MATERIALS PROVIDED

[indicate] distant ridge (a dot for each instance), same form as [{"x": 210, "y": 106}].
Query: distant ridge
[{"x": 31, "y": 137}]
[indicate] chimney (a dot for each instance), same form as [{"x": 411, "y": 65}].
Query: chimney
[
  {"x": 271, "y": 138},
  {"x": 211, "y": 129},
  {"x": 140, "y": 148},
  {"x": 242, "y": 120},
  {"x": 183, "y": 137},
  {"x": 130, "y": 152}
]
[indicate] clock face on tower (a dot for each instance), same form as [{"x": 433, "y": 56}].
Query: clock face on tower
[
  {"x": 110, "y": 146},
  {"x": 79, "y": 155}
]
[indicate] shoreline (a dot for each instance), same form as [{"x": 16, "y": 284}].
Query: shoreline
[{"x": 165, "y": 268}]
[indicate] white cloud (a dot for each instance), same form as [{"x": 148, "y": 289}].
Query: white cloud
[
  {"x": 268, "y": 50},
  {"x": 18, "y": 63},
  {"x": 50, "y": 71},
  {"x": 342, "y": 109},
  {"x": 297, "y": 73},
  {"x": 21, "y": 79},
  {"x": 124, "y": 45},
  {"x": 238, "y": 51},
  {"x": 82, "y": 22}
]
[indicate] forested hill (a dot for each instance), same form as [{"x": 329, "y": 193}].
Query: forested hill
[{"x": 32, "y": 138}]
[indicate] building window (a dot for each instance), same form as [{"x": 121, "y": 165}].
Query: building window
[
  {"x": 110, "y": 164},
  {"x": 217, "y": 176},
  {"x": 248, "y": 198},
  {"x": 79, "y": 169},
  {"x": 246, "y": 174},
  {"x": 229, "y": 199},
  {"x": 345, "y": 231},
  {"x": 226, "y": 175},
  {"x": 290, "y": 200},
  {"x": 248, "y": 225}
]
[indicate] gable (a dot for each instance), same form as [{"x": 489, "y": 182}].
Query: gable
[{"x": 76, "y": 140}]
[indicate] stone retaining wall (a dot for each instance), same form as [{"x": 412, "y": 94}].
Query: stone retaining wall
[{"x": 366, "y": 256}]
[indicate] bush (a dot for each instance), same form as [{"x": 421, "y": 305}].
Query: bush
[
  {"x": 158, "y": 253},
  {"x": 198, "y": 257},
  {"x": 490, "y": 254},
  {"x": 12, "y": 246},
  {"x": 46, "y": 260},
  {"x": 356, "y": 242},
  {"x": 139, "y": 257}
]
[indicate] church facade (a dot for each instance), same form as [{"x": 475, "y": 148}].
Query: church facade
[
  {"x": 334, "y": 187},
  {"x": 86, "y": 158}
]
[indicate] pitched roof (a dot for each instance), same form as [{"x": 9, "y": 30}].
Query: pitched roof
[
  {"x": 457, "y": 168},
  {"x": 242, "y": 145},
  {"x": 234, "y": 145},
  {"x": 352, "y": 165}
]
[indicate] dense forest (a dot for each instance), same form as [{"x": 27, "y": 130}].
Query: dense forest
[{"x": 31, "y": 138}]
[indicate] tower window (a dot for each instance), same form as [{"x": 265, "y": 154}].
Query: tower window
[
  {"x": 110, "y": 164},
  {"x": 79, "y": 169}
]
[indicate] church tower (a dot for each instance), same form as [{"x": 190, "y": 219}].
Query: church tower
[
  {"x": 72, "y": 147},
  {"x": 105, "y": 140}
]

WHAT IS BEING ASKED
Every entry in the data should be returned exactly.

REPLY
[indicate] distant ridge (a dot for each instance), same form as [{"x": 210, "y": 106}].
Query: distant ridge
[{"x": 31, "y": 137}]
[indicate] chimney (a dot for each instance), same form as [{"x": 411, "y": 65}].
Query: chimney
[
  {"x": 271, "y": 138},
  {"x": 211, "y": 129},
  {"x": 140, "y": 148},
  {"x": 242, "y": 120},
  {"x": 183, "y": 137},
  {"x": 130, "y": 152}
]
[indicate] clock face on tower (a dot for each instance), same form as [{"x": 433, "y": 56}].
Query: clock face on tower
[
  {"x": 110, "y": 146},
  {"x": 79, "y": 155}
]
[indicate] shoreline (a dot for each instance), same form as [{"x": 16, "y": 284}].
Query: shoreline
[{"x": 165, "y": 268}]
[indicate] white cloud (a dot for each instance), same form as [{"x": 148, "y": 289}].
Query: white cloud
[
  {"x": 268, "y": 50},
  {"x": 18, "y": 63},
  {"x": 50, "y": 71},
  {"x": 342, "y": 109},
  {"x": 297, "y": 73},
  {"x": 21, "y": 79},
  {"x": 124, "y": 45},
  {"x": 238, "y": 51},
  {"x": 82, "y": 22}
]
[indicate] forested hill (a dot for each instance), same form as [{"x": 329, "y": 193}].
Query: forested hill
[{"x": 32, "y": 138}]
[indicate] building window (a dot for each instance), same form as [{"x": 121, "y": 165}].
Query: building window
[
  {"x": 110, "y": 164},
  {"x": 217, "y": 176},
  {"x": 248, "y": 198},
  {"x": 79, "y": 169},
  {"x": 246, "y": 174},
  {"x": 229, "y": 199},
  {"x": 345, "y": 231},
  {"x": 226, "y": 175},
  {"x": 290, "y": 200},
  {"x": 248, "y": 225}
]
[indicate] gable (a dot for each instance), same form as [{"x": 489, "y": 182}].
Query: gable
[{"x": 76, "y": 140}]
[indicate] stone retaining wall (a dot for each instance), same form as [{"x": 412, "y": 94}].
Query: stone retaining wall
[{"x": 366, "y": 256}]
[indicate] bush (a dot for each instance), same form as [{"x": 421, "y": 305}].
Query: bush
[
  {"x": 158, "y": 253},
  {"x": 198, "y": 257},
  {"x": 490, "y": 254},
  {"x": 12, "y": 246},
  {"x": 46, "y": 260},
  {"x": 356, "y": 242},
  {"x": 139, "y": 257}
]
[indicate] church facade (a dot for each instance), same form as [{"x": 475, "y": 148}].
Query: church facade
[
  {"x": 334, "y": 187},
  {"x": 86, "y": 158}
]
[indicate] pitched roof (a dot for each instance), same form as [{"x": 9, "y": 30}].
Query: pitched roof
[
  {"x": 457, "y": 168},
  {"x": 242, "y": 145},
  {"x": 234, "y": 145},
  {"x": 352, "y": 165}
]
[indicate] dense forest (a dot for each instance), same form as [{"x": 27, "y": 130}].
Query: dense forest
[{"x": 31, "y": 138}]
[indicate] tower window (a dot for each instance), same form as [{"x": 265, "y": 154}].
Query: tower window
[
  {"x": 110, "y": 164},
  {"x": 79, "y": 169}
]
[indicate] church tower (a dot for each instance), same form as [{"x": 190, "y": 219}].
Query: church tower
[
  {"x": 72, "y": 147},
  {"x": 105, "y": 140}
]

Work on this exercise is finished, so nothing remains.